Exercise goal. Identify every line below that contains the string "face" and copy each one out. Treat uppercase and lowercase as different.

## Start Information provided

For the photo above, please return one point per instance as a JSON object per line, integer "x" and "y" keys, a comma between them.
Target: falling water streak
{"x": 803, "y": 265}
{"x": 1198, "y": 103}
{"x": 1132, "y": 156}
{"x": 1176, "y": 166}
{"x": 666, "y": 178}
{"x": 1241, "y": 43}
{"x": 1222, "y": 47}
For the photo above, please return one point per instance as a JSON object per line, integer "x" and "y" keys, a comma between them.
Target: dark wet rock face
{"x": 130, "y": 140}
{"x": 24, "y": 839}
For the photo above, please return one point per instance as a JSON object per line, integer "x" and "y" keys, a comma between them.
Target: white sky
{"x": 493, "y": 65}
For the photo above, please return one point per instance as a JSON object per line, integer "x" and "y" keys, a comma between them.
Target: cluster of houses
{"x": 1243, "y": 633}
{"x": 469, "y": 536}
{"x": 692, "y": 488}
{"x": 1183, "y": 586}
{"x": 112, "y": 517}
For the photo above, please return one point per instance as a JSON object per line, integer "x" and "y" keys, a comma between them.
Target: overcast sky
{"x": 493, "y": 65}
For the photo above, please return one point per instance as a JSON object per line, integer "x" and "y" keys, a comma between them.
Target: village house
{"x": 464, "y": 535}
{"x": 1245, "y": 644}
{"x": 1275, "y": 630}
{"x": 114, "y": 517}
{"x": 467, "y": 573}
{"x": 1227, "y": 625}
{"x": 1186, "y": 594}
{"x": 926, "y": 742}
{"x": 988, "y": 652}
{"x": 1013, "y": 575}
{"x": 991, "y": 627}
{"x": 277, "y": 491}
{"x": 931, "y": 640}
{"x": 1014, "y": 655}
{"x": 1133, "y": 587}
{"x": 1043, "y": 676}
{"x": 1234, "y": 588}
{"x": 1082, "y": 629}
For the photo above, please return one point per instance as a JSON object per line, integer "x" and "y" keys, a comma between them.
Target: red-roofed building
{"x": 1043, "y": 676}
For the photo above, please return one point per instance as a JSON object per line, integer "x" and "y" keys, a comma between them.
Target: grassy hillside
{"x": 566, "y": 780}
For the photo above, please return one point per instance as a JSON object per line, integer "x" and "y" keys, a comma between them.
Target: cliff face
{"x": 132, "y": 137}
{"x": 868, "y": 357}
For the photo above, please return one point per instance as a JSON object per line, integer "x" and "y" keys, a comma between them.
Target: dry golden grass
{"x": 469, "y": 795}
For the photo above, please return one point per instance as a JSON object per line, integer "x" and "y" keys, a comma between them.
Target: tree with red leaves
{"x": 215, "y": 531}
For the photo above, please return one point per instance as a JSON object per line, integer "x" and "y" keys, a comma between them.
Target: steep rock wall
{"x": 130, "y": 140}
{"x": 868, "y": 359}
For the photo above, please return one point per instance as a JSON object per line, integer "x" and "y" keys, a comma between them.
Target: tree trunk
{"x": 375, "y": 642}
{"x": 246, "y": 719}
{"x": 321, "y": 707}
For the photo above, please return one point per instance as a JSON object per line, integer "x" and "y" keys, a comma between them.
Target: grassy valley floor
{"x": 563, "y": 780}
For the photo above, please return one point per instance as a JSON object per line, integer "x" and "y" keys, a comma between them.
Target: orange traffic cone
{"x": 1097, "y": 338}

## End Information provided

Exercise solution.
Target: dark wet rock face
Target: cliff face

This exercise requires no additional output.